## 选文
1900年前后的中國,政局動蕩、內憂外患。
皇權與列強、文人與實業家,皆在風雨飄搖中尋找生路。
也就是在這時,一位名為盛宣懷的商人悄然崛起,橫跨政商兩界,織出一張籠罩中國近代工業與教育的大網。
更為人稱奇的是,這位時代弄潮兒的深宅大院中,也不乏不一般的女性。
一個是張學良的紅顏知己趙一荻,一個是蔣介石的夫人宋美齡。
她們的母親,竟都曾是盛家的女傭。
門第之外
1844年的常州府,盛家老宅一隅,剛剛迎來了一位新生男嬰,盛宣懷。
彼時,誰也不會想到,這個襁褓中的嬰兒,日后竟將主宰清末民初的商界格局,成為洋務運動的實際操盤手。
盛家雖是當地書香門第,祖上幾代人都靠著科舉入仕,在地方做些清官小吏,算不得高門望族,也稱不上寒門苦戶,勉強是處于江南士紳的中層。
盛宣懷的父親盛康,是個文人氣極重的人,終生謹慎,講求“立身以德”,為官多年卻始終沒能高升。
家中雖然常有讀書聲,卻也未富得流油。
盛宣懷自幼聰慧,對于父親而言,他自然是家族希望的延續,是那條能將盛家從“書香門第”升格為“世家大族”的脊梁。

## 数据条目
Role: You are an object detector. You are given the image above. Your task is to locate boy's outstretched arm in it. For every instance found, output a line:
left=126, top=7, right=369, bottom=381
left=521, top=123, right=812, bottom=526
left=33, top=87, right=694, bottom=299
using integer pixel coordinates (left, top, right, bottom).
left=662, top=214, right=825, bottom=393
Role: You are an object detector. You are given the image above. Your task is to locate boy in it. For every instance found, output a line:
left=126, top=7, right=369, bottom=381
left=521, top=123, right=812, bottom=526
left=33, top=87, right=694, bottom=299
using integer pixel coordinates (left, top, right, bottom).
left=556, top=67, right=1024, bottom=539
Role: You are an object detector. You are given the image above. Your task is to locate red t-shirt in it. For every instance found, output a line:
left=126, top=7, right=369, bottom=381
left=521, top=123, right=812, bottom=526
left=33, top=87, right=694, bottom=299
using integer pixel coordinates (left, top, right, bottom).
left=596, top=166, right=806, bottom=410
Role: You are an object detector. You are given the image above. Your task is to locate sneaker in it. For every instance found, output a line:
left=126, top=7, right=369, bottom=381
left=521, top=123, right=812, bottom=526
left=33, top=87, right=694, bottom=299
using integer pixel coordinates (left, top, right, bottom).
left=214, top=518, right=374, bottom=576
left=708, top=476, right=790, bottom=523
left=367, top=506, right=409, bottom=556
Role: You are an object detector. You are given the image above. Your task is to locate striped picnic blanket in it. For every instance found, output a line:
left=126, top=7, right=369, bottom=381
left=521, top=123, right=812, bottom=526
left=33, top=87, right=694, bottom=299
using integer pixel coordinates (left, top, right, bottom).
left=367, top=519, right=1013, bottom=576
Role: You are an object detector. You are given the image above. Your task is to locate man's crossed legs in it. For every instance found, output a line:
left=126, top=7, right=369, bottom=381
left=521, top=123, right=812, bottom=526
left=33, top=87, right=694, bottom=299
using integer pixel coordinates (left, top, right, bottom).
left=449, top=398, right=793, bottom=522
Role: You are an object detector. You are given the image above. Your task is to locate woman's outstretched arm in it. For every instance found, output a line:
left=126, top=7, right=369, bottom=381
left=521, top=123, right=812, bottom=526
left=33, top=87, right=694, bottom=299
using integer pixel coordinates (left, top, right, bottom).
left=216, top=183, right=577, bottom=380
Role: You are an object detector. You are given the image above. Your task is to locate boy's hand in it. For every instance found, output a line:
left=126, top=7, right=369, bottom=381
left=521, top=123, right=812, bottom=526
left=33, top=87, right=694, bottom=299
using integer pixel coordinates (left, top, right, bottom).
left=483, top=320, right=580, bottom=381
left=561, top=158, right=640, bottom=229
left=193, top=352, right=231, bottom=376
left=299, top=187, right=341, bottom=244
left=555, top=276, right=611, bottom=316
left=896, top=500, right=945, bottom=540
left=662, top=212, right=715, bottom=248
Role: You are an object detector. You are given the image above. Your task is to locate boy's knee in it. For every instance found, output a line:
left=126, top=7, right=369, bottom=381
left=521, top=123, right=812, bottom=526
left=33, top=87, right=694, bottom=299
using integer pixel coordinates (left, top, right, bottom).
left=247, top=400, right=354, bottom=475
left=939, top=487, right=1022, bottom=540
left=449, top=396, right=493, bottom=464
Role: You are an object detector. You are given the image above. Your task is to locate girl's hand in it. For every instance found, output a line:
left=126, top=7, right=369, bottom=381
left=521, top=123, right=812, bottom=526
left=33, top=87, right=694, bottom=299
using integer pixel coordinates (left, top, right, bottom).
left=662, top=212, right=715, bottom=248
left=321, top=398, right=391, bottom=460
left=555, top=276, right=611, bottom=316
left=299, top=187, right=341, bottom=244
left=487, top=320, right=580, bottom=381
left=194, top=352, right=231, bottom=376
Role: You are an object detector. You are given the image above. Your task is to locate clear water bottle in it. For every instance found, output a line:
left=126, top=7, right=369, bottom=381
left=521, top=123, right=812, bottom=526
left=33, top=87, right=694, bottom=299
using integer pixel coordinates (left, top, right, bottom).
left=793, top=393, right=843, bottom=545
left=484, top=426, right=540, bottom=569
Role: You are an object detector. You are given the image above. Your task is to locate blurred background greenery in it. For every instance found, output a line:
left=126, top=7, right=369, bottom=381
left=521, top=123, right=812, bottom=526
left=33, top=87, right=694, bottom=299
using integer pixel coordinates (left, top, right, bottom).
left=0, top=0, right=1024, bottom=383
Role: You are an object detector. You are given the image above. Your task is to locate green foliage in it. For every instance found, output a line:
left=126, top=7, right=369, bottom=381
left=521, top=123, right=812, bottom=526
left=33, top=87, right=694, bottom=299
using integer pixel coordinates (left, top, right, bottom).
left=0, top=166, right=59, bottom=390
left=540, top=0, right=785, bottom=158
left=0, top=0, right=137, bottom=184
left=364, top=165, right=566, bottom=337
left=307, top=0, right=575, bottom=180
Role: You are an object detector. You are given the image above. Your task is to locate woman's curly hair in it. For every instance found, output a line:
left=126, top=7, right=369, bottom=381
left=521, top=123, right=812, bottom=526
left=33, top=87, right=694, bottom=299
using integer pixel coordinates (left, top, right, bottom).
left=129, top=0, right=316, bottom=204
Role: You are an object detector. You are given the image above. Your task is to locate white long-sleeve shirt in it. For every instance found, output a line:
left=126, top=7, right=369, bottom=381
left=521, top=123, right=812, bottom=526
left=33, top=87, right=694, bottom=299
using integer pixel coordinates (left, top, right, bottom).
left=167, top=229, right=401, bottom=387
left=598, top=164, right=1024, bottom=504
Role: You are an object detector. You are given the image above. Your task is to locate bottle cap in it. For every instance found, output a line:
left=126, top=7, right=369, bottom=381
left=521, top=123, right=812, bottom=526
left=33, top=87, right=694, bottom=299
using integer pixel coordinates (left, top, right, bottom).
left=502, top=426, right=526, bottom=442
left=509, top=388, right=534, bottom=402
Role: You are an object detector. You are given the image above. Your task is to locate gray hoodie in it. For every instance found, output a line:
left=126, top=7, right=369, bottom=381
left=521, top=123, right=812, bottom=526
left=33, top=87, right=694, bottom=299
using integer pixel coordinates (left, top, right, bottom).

## 待办事项
(1) 根据关于盛宣怀的选文,盛宣怀的父亲叫什么名字?
(2) 抄录关于盛宣怀的选文中从“也就是在這時,一位名為盛宣懷”到“不上寒門苦戶,勉強是處于江南士紳的中層。”的部分。
(3) 接续关于盛宣怀的选文,从它停下的地方往下写。
这些记录出自别处。

## 各项结果
(1) 盛康

(2)
也就是在這時,一位名為盛宣懷的商人悄然崛起,橫跨政商兩界,織出一張籠罩中國近代工業與教育的大網。
更為人稱奇的是,這位時代弄潮兒的深宅大院中,也不乏不一般的女性。
一個是張學良的紅顏知己趙一荻,一個是蔣介石的夫人宋美齡。
她們的母親,竟都曾是盛家的女傭。
門第之外
1844年的常州府,盛家老宅一隅,剛剛迎來了一位新生男嬰,盛宣懷。
彼時,誰也不會想到,這個襁褓中的嬰兒,日后竟將主宰清末民初的商界格局,成為洋務運動的實際操盤手。
盛家雖是當地書香門第,祖上幾代人都靠著科舉入仕,在地方做些清官小吏,算不得高門望族,也稱不上寒門苦戶,勉強是處于江南士紳的中層。

(3)
不過,命運并未給這位少年天才太多的文途眷顧。
自十五歲起,盛宣懷連續三次參加科舉,然而每一次都鎩羽而歸。
儒家經典再熟,八股文章再通,若無法踏進那道龍門,所有的學識也不過是紙上煙云。
正當盛宣懷陷入自我懷疑之時,一個意外的機會悄然降臨。
盛康當年曾與一位科舉同窗結下莫逆之交,此人后來青云直上,正是當時權傾朝野的李鴻章。
李鴻章在朝堂之上風頭正勁,是慈禧太后欽點的“中興名臣”,主掌洋務運動,統領北洋重臣。
盛康在一次家書中,語氣鄭重地寫道:
“宣懷,路或未盡,機緣未至,可速赴津門,拜見李公。”
初到天津,李鴻章并未立刻接見這位舊友之子。
盛宣懷在幕府中從最基層做起,替幕僚謄抄文稿、整理報事,雖瑣碎,卻漸漸贏得了同僚的贊賞。
兩個月后,李鴻章終于在書房中召見了這位傳聞中的“盛家才子”。
他一身布袍,神情恭敬,卻不卑不亢,落座后從容作答,一番對話下來,李鴻章面露欣慰,頗有“士別三日,當刮目相看”之感。
從此以后,盛宣懷便正式成為李鴻章的“心腹幕僚”。
1870年,正逢李鴻章奉命出使陜西,處理西北亂局,他帶上了盛宣懷同行。
這次隨行,成為盛宣懷命運的轉折點。
他不僅在行程中展現出過人的組織能力與外交手腕,更是在陜地交涉一案中提出的數項建議,令李鴻章大加贊賞。
回京之后,李鴻章親自上奏,舉薦盛宣懷出任“天津海關道”一職。
那是盛宣懷真正踏入權力與財富的節點。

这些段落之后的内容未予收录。